Problem details
Duplicate every one of the rows below word for word, omitting the pictures.

---------- Stored records ----------

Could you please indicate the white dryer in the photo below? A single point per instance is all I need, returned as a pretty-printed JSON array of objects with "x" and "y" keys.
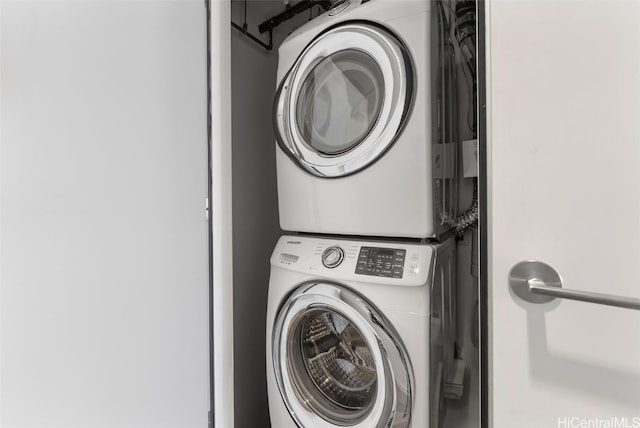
[
  {"x": 359, "y": 334},
  {"x": 362, "y": 123}
]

----------

Response for this exercise
Could you please indicate the white dryer in the photo below? A single point per instance is all I need, returned as a pretty-printed JSON array of objects with "x" and "y" keys.
[
  {"x": 359, "y": 334},
  {"x": 362, "y": 123}
]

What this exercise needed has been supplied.